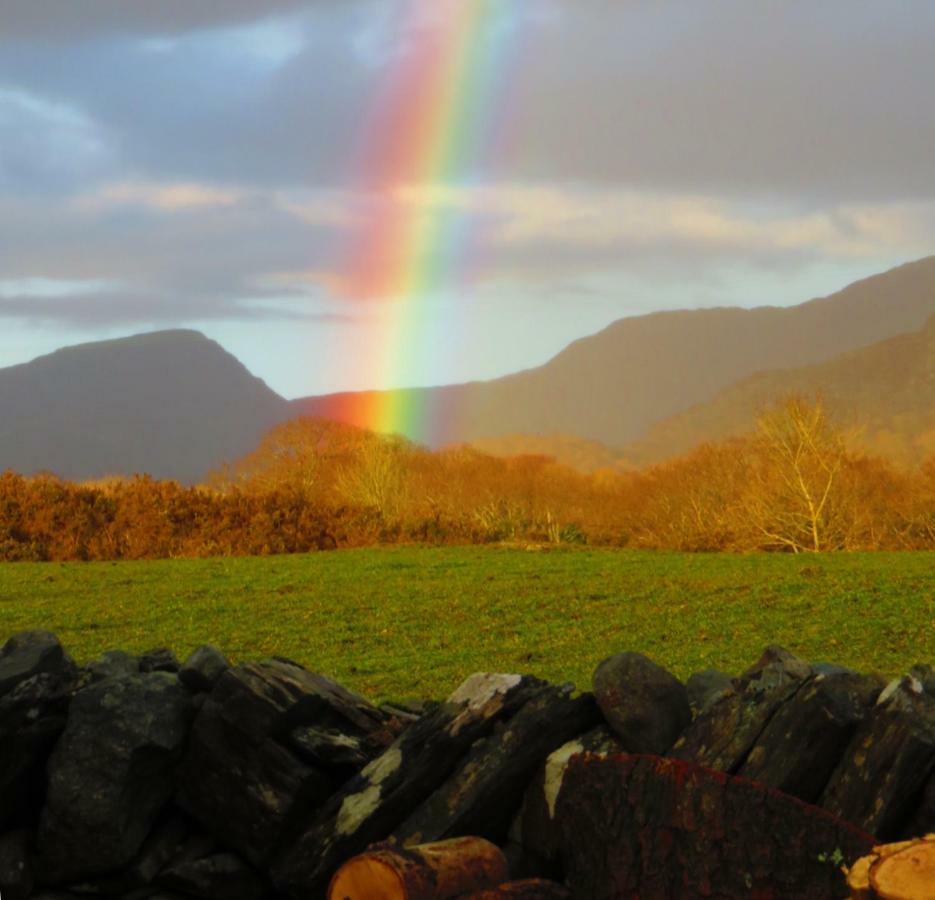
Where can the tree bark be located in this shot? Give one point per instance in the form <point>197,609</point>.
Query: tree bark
<point>903,871</point>
<point>528,889</point>
<point>436,871</point>
<point>646,827</point>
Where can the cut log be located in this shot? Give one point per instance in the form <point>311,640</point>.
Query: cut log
<point>370,806</point>
<point>483,795</point>
<point>722,736</point>
<point>437,871</point>
<point>902,871</point>
<point>648,827</point>
<point>527,889</point>
<point>880,781</point>
<point>806,738</point>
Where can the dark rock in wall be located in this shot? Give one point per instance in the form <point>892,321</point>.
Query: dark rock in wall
<point>203,668</point>
<point>15,869</point>
<point>722,736</point>
<point>239,778</point>
<point>161,659</point>
<point>112,664</point>
<point>374,803</point>
<point>39,679</point>
<point>879,782</point>
<point>648,827</point>
<point>30,653</point>
<point>806,738</point>
<point>111,773</point>
<point>483,795</point>
<point>645,706</point>
<point>705,688</point>
<point>535,830</point>
<point>221,876</point>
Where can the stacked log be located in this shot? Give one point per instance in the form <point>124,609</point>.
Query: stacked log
<point>901,871</point>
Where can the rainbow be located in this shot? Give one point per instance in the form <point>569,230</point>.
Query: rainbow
<point>423,144</point>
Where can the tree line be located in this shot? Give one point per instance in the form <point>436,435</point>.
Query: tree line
<point>793,485</point>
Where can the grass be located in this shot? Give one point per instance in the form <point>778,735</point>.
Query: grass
<point>410,622</point>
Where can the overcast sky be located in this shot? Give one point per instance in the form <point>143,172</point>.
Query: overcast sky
<point>191,163</point>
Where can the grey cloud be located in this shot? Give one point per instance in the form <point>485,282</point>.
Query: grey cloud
<point>58,20</point>
<point>119,308</point>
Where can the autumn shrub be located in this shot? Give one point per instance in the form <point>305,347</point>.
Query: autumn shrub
<point>792,486</point>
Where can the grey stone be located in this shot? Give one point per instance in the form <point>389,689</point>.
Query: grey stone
<point>32,716</point>
<point>645,706</point>
<point>705,688</point>
<point>111,773</point>
<point>112,664</point>
<point>203,668</point>
<point>223,876</point>
<point>30,653</point>
<point>162,659</point>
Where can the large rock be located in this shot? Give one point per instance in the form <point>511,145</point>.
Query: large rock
<point>30,653</point>
<point>484,794</point>
<point>723,736</point>
<point>534,834</point>
<point>221,876</point>
<point>15,870</point>
<point>203,668</point>
<point>806,738</point>
<point>39,681</point>
<point>646,706</point>
<point>648,827</point>
<point>374,803</point>
<point>239,777</point>
<point>111,773</point>
<point>880,781</point>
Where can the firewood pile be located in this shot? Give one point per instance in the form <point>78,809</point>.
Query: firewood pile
<point>143,778</point>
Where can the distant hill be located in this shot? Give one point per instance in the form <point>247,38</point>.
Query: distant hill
<point>614,386</point>
<point>176,405</point>
<point>172,404</point>
<point>575,452</point>
<point>887,388</point>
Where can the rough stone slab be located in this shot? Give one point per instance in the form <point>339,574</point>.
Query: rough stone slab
<point>483,795</point>
<point>535,830</point>
<point>31,653</point>
<point>240,779</point>
<point>221,876</point>
<point>879,782</point>
<point>32,716</point>
<point>650,827</point>
<point>722,737</point>
<point>375,802</point>
<point>807,736</point>
<point>111,773</point>
<point>204,666</point>
<point>645,706</point>
<point>112,664</point>
<point>15,870</point>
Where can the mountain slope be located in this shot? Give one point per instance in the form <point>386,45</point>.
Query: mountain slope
<point>614,386</point>
<point>172,404</point>
<point>887,390</point>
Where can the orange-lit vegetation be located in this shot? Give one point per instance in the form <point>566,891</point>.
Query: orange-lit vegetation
<point>794,485</point>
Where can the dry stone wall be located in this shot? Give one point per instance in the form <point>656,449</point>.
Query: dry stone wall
<point>142,778</point>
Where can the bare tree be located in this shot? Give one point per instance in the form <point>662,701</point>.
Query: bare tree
<point>795,497</point>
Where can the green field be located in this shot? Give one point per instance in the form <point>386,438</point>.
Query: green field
<point>396,623</point>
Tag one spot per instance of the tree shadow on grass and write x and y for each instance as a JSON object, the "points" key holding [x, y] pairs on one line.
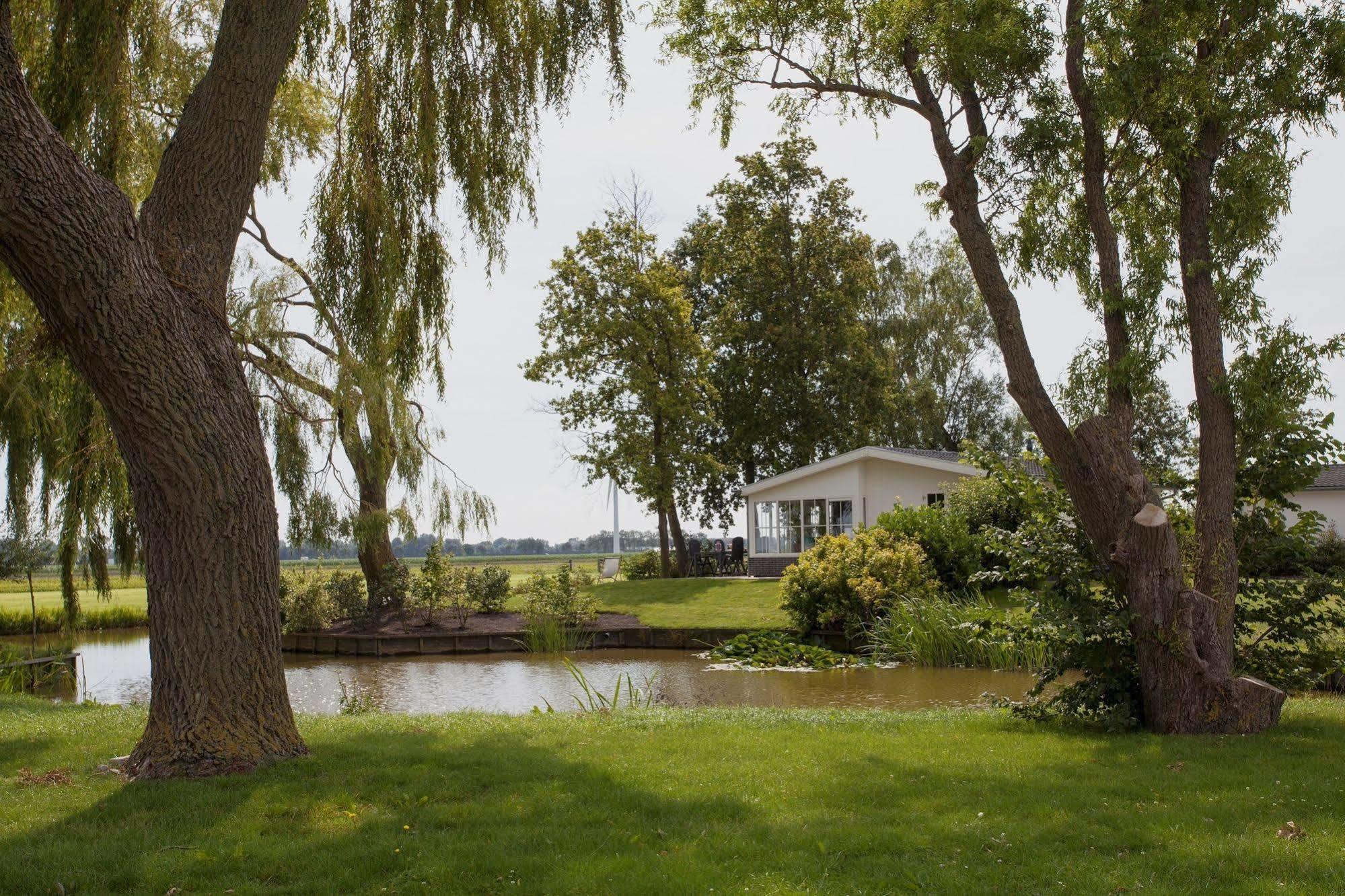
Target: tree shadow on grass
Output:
{"points": [[682, 802]]}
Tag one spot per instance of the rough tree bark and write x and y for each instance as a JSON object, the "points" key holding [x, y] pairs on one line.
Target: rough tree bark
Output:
{"points": [[1216, 563], [139, 307], [371, 462], [1184, 664]]}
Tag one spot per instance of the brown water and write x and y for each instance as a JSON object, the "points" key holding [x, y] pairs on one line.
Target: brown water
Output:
{"points": [[114, 669]]}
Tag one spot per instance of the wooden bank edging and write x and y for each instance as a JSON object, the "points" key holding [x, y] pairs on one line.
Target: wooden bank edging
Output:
{"points": [[509, 642]]}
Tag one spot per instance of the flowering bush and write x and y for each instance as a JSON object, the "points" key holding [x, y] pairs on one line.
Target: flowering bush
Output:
{"points": [[488, 589], [848, 582], [642, 566], [304, 602]]}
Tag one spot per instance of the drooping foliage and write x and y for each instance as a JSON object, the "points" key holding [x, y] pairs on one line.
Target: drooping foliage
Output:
{"points": [[779, 275]]}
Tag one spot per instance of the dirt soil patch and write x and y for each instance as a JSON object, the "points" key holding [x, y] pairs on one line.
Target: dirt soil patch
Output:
{"points": [[412, 622]]}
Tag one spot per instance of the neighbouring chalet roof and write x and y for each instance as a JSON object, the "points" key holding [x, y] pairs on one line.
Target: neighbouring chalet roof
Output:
{"points": [[1332, 477], [943, 461]]}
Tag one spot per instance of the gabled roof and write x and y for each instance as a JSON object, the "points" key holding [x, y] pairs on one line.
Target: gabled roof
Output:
{"points": [[1332, 477], [945, 461]]}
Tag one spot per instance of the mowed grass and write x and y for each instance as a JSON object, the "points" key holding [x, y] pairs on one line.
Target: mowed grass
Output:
{"points": [[681, 801], [696, 603], [677, 603]]}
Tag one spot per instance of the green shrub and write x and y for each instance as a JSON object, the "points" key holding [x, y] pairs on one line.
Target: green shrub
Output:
{"points": [[943, 633], [1330, 554], [1289, 632], [778, 650], [1268, 546], [848, 582], [350, 599], [304, 602], [943, 533], [439, 586], [488, 589], [642, 566], [396, 586], [562, 597]]}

_WHAT TO WORK ON_: Rewrite the records above as a numbered list with one line per item, skipping blank lines. Leave the pictures out.

_THE SOLUTION_:
1. Where can the tree bark be located in this shot? Give one point per instance in the form <point>197,609</point>.
2. Query: tree bark
3. <point>903,871</point>
4. <point>528,889</point>
5. <point>436,871</point>
6. <point>646,827</point>
7. Where can the cut log be located in this shot? Give one point per instance in the form <point>311,640</point>.
8. Query: cut log
9. <point>370,806</point>
10. <point>483,795</point>
11. <point>722,736</point>
12. <point>437,871</point>
13. <point>902,871</point>
14. <point>648,827</point>
15. <point>527,889</point>
16. <point>880,781</point>
17. <point>806,738</point>
18. Where can the dark rock in wall be located in this shot? Give one point per instance in the form <point>892,321</point>.
19. Query: dark rock in wall
20. <point>203,668</point>
21. <point>15,869</point>
22. <point>722,736</point>
23. <point>239,778</point>
24. <point>161,659</point>
25. <point>112,664</point>
26. <point>374,803</point>
27. <point>39,679</point>
28. <point>879,782</point>
29. <point>648,827</point>
30. <point>30,653</point>
31. <point>806,738</point>
32. <point>111,773</point>
33. <point>483,795</point>
34. <point>645,706</point>
35. <point>705,688</point>
36. <point>535,830</point>
37. <point>221,876</point>
38. Where can the stacked log be located in this shot? Give one point per instance in the form <point>124,609</point>.
39. Query: stacked log
40. <point>901,871</point>
41. Where can the rainbow be located in this shot? Give one point per instance in the form <point>569,230</point>.
42. Query: rainbow
43. <point>423,144</point>
44. Where can the tree line be located in this shot? Give one point per instance in the form <point>436,435</point>.
45. Query: tree line
46. <point>793,485</point>
47. Where can the grass be located in this shot? Give one point per instance in the form <point>778,735</point>.
48. Query: grass
49. <point>410,622</point>
50. Where can the overcast sky be located in this shot? Give one point per instance in the form <point>143,172</point>.
51. Query: overcast sky
52. <point>191,163</point>
53. Where can the grey cloud be located in this shot? Give one point per instance in the form <point>485,282</point>.
54. Query: grey cloud
55. <point>58,20</point>
56. <point>119,308</point>
57. Where can the autumn shrub be located in this shot? Give one point per instance in the form <point>305,347</point>.
58. Query: autumn shrub
59. <point>792,486</point>
60. Where can the grey stone be located in this shot? Give one point per instance in the form <point>389,689</point>.
61. Query: grey stone
62. <point>32,716</point>
63. <point>645,706</point>
64. <point>705,688</point>
65. <point>111,773</point>
66. <point>112,664</point>
67. <point>203,668</point>
68. <point>223,876</point>
69. <point>30,653</point>
70. <point>162,659</point>
71. Where can the large rock be located in this shot? Give one point per instance in the form <point>511,145</point>.
72. Query: large rock
73. <point>30,653</point>
74. <point>484,794</point>
75. <point>723,736</point>
76. <point>534,834</point>
77. <point>221,876</point>
78. <point>15,870</point>
79. <point>203,668</point>
80. <point>806,738</point>
81. <point>39,681</point>
82. <point>646,706</point>
83. <point>648,827</point>
84. <point>374,803</point>
85. <point>239,777</point>
86. <point>111,773</point>
87. <point>880,781</point>
88. Where can the firewood pile be located in this shot? Give one point per instance in the form <point>78,809</point>.
89. Query: firewood pile
90. <point>143,778</point>
91. Where can the distant hill be located in this shot? Give one point per instance in the form <point>247,38</point>.
92. Query: distant hill
93. <point>614,386</point>
94. <point>176,405</point>
95. <point>172,404</point>
96. <point>575,452</point>
97. <point>887,388</point>
98. Where can the rough stone slab be located in this shot? Give one point per instance in the form <point>339,574</point>.
99. Query: rough stone slab
100. <point>483,795</point>
101. <point>535,830</point>
102. <point>31,653</point>
103. <point>240,779</point>
104. <point>221,876</point>
105. <point>879,782</point>
106. <point>32,716</point>
107. <point>650,827</point>
108. <point>722,737</point>
109. <point>375,802</point>
110. <point>807,736</point>
111. <point>111,773</point>
112. <point>204,666</point>
113. <point>645,706</point>
114. <point>112,664</point>
115. <point>15,870</point>
116. Where can the mountain slope be located in this shot? Give one point per instance in the form <point>386,45</point>.
117. Query: mountain slope
118. <point>614,386</point>
119. <point>172,404</point>
120. <point>887,390</point>
121. Where can the orange-lit vegetation be located in this shot? Give one point per instance in the form <point>566,891</point>.
122. Query: orange-lit vegetation
123. <point>794,485</point>
124. Where can the dry stone wall be located in this shot? Give one point per instance in the form <point>656,449</point>.
125. Query: dry stone wall
126. <point>142,778</point>
127. Where can the bare tree be located in this shot? Give one point per instance in the form <point>662,701</point>.
128. Query: bare tree
129. <point>795,497</point>
130. Where can the green field be located in this shot? Give one point per instance in the form <point>386,438</point>.
131. Query: green field
132. <point>396,623</point>
133. Tag one spot per instance of the tree shadow on grass and write x and y for each instance as a JSON object, the "points" key holding [x, y] pairs on one line.
134. Target: tree shadow on grass
135. Output:
136. {"points": [[682, 802]]}
137. Tag one spot per instance of the rough tree bark and write x and y for each instance as a JSON object, the "points" key holding [x, y] pairs on one line.
138. Target: rough tree bark
139. Output:
140. {"points": [[1216, 563], [139, 307], [371, 462], [1184, 664]]}
141. Tag one spot per instance of the brown water and write x and y for each instance as a JSON object, the "points" key holding [x, y] pairs on one line.
142. Target: brown water
143. Output:
144. {"points": [[114, 669]]}
145. Tag one spot per instance of the wooden bank edging and write x and y for each instance as a JSON object, the "points" key holding [x, y] pairs on one line.
146. Target: wooden bank edging
147. Output:
148. {"points": [[509, 642]]}
149. Tag one spot per instance of the flowering bush and write x and y for each instance as a JSON object, the "points" key holding [x, y] pairs on one line.
150. Target: flowering bush
151. Output:
152. {"points": [[488, 589], [848, 582], [642, 566], [304, 602]]}
153. Tag one spot per instance of the drooping foliage and write x and y for each instance as a JSON object, the "points" key holding [x, y] pairs on one line.
154. Target: drooping foliage
155. Output:
156. {"points": [[779, 275]]}
157. Tag one spot per instance of the dirt soil patch and write x and y for each instance as a JSON object, the "points" key holding [x, y] pairs on one line.
158. Target: dirt soil patch
159. Output:
160. {"points": [[412, 622]]}
161. Tag one spot per instance of the neighbouring chalet roof and write x and y for each instance as a JSON object, the "points" key holding [x, y] pairs on one line.
162. Target: neighbouring chalet roof
163. Output:
164. {"points": [[1332, 477], [943, 461]]}
165. Tag one spot per instance of the gabled roof and write x and y for each instance as a JSON object, the "points" key holding [x, y] pairs on one line.
166. Target: gabled roof
167. Output:
168. {"points": [[1332, 477], [945, 461]]}
169. Tag one spot per instance of the mowed grass and write x and y for each instance as a JSON object, the "points" key holding [x, y] pairs on one line.
170. Target: mowed grass
171. Output:
172. {"points": [[681, 801], [696, 603], [677, 603]]}
173. Tag one spot per instance of the green shrub and write x and y for each instance as a JSON object, the "points" key holding [x, y] pairs on one line.
174. Target: green shrub
175. Output:
176. {"points": [[943, 633], [1330, 554], [1289, 632], [778, 650], [1268, 546], [848, 582], [350, 599], [304, 602], [943, 533], [439, 586], [488, 589], [642, 566], [396, 586], [562, 597]]}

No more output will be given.